**CONSIGNES:**
1. D'après la source, dans quel ouvrage et en quelle année Destutt de Tracy a-t-il forgé le terme « idéologie » ?
2. Traduisez en anglais cette phrase de la source : « Né en 1754 dans une famille noble d’origine écossaise descendant de quatre frères, les Stutt, arrivés en France pour la guerre de Cent-Ans (XVème siècle), il se conforma à l’atavisme familial en optant pour la carrière militaire. »

Destutt de Tracy, IDÉOLOGUE au sens propre

Qu’est-ce que l’idéologie ? Si l’on s’en tient à l’étymologie, il s’agit de l’étude scientifique des idées, tout comme l’étymologie – pour prendre l’exemple qui me tombe justement sous la main – est l’étude ou la science du sens des mots. Et c’est bien ainsi que l’entendait le philosophe, homme politique et économiste libéral français Antoine Destutt de Tracy (1754-1836) lorsque, le premier, il forgea ce terme dans son « Mémoire sur la faculté de penser » publié en 1796. 

• Né en 1754 dans une famille noble d’origine écossaise descendant de quatre frères, les Stutt, arrivés en France pour la guerre de Cent-Ans (XVème siècle), il se conforma à l’atavisme familial en optant pour la carrière militaire.

**MATÉRIEL FOURNI:**
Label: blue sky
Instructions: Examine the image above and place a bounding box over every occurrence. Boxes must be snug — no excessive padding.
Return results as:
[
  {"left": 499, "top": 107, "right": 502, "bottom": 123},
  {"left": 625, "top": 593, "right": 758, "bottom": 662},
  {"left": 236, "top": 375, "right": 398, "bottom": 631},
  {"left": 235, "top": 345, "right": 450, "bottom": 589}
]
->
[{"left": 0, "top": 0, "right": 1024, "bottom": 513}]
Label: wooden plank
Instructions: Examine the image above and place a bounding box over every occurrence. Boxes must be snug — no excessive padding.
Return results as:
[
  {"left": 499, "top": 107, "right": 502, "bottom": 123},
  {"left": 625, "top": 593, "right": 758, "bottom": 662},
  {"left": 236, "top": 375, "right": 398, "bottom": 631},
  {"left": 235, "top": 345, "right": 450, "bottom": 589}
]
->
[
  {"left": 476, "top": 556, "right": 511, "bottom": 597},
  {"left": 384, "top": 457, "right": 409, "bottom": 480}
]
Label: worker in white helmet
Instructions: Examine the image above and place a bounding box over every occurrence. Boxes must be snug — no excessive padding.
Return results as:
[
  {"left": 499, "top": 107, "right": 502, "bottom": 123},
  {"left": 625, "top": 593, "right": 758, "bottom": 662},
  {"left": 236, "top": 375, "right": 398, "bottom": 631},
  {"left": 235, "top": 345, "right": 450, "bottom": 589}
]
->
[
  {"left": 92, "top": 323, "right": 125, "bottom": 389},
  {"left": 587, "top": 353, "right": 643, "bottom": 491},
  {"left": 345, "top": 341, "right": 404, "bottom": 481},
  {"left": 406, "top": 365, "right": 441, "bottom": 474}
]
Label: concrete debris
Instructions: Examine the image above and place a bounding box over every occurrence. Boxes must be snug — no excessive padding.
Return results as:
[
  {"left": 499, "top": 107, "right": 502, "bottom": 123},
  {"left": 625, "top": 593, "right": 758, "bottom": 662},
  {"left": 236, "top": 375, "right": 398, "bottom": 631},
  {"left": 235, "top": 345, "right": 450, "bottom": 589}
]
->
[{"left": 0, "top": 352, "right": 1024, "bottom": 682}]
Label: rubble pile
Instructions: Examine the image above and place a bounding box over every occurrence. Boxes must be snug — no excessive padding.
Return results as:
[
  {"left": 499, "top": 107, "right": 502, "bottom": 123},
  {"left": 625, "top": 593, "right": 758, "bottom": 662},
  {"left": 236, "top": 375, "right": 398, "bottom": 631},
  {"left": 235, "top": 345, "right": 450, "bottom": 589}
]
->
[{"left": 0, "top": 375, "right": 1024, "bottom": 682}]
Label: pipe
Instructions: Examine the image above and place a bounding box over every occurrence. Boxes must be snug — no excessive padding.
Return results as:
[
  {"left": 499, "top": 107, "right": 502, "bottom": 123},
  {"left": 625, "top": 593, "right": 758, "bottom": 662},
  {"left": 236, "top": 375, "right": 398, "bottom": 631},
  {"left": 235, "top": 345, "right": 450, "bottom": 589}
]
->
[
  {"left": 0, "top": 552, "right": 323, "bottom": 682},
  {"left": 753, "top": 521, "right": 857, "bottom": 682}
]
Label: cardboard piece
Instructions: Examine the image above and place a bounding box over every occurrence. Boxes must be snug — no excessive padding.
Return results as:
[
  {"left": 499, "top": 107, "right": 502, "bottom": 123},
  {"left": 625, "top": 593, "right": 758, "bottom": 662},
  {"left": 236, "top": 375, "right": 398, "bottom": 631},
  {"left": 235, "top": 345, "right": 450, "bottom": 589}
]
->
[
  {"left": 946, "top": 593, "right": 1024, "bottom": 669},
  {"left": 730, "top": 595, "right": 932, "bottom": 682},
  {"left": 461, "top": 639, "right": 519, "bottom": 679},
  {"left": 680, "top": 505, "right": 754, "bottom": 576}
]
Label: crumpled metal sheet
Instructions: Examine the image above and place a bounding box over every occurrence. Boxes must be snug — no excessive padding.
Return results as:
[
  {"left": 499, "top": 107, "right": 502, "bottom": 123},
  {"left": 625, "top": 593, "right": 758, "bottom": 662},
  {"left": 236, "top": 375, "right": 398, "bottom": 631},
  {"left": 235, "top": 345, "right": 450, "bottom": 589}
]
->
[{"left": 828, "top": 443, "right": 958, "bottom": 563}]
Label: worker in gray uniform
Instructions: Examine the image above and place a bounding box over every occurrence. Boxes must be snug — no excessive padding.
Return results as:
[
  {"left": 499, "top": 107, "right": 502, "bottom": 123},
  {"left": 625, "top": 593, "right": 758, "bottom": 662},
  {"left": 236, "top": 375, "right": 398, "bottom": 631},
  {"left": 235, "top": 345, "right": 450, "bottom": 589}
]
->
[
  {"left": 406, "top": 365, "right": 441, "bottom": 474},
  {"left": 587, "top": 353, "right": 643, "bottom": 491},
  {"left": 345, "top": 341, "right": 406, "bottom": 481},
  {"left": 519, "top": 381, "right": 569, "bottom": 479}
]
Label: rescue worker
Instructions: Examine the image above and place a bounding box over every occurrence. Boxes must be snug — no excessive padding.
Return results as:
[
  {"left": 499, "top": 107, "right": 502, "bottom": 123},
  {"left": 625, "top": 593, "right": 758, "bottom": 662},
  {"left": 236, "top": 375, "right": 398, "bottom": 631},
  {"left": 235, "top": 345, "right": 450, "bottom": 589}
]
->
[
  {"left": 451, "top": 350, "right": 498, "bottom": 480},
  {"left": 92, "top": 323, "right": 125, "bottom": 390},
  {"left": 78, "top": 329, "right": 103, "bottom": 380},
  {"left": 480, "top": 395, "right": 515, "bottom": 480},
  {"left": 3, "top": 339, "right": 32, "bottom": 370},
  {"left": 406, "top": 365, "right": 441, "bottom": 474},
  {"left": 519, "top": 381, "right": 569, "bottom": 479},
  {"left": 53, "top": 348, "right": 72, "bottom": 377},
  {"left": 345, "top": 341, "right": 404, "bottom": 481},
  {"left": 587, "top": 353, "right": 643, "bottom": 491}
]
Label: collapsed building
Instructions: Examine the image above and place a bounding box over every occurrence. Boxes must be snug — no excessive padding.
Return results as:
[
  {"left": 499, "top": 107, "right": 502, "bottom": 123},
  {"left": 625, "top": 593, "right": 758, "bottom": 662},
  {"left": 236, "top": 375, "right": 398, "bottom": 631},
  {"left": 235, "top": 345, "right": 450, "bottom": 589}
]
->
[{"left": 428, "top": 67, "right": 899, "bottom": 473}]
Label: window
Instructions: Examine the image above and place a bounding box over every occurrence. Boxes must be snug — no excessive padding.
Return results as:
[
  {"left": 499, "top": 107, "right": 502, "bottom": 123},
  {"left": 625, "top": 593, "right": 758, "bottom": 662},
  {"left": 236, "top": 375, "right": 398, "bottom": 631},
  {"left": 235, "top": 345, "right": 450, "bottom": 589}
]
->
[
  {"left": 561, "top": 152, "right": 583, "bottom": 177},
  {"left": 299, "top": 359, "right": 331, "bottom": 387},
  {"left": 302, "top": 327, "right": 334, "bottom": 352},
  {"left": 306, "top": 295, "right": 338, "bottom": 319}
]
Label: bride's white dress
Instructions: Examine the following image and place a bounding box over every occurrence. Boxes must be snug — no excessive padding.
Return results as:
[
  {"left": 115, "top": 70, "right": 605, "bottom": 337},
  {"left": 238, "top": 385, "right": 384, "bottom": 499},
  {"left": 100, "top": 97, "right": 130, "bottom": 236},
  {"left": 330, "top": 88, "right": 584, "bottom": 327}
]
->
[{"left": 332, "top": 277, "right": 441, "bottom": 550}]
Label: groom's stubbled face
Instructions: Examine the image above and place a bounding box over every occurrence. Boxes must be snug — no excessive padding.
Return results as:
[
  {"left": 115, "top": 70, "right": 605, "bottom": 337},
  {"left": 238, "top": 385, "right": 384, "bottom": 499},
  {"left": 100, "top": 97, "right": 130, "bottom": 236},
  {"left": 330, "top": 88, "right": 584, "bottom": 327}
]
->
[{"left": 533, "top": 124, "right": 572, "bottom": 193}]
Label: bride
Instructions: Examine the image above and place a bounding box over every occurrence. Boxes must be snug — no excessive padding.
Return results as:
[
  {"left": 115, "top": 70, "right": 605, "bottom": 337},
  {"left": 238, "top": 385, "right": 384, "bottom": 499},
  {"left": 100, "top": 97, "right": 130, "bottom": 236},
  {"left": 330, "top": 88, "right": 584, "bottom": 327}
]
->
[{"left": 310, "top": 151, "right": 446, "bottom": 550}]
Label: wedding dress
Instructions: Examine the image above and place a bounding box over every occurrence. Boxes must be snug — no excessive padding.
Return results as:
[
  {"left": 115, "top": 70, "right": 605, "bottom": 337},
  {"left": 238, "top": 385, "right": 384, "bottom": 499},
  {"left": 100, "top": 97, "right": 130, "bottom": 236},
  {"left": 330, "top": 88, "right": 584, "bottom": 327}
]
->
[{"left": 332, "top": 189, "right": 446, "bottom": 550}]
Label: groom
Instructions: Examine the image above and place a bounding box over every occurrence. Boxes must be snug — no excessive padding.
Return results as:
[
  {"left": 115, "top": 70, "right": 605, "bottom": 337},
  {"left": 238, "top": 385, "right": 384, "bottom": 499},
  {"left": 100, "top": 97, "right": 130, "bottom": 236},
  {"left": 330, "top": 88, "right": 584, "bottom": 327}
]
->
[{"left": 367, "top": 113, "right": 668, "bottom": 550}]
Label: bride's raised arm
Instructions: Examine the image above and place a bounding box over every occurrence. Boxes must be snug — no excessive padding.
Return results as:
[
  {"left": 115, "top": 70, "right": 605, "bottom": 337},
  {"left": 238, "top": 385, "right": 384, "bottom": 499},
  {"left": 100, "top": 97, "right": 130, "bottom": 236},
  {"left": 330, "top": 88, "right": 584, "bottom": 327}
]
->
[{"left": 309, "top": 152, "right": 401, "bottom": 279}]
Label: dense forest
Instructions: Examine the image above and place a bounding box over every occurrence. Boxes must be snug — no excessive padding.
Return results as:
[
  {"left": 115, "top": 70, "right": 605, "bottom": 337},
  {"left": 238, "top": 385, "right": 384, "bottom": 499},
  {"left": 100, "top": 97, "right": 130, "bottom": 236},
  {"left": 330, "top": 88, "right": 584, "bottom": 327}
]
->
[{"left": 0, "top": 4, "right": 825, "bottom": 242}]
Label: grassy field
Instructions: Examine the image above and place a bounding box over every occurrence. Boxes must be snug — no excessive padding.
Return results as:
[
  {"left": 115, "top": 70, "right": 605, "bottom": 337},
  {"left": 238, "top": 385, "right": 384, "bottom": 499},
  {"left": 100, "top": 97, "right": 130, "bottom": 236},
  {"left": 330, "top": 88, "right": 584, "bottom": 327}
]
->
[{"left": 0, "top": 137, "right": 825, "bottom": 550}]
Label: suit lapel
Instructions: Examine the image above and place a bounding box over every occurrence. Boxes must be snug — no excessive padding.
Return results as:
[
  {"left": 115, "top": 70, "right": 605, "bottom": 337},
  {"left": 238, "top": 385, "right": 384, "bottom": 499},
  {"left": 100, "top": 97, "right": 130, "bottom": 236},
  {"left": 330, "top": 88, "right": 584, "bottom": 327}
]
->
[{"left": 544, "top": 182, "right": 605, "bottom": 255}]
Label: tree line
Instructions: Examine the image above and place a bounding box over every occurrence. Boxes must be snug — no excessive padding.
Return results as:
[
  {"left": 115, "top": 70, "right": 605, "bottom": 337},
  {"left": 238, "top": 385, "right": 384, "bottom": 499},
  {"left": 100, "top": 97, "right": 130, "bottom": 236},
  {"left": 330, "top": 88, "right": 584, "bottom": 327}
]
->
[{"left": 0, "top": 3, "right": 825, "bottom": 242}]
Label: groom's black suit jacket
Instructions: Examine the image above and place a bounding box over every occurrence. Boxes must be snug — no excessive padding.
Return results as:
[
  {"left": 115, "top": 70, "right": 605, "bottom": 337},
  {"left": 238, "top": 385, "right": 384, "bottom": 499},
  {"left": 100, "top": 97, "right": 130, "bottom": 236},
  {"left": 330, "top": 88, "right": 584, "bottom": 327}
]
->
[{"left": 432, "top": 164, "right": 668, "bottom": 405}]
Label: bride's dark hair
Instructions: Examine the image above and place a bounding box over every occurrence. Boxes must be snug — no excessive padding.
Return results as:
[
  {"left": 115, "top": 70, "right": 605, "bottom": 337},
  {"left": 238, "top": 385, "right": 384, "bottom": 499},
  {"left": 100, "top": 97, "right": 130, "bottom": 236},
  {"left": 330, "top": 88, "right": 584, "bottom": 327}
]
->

**CORRIGÉ DES EXERCICES:**
1. Dans son « Mémoire sur la faculté de penser », publié en 1796.

2. Born in 1754 into a noble family of Scottish origin descended from four brothers, the Stutts, who came to France for the Hundred Years' War (15th century), he followed the family atavism by choosing a military career.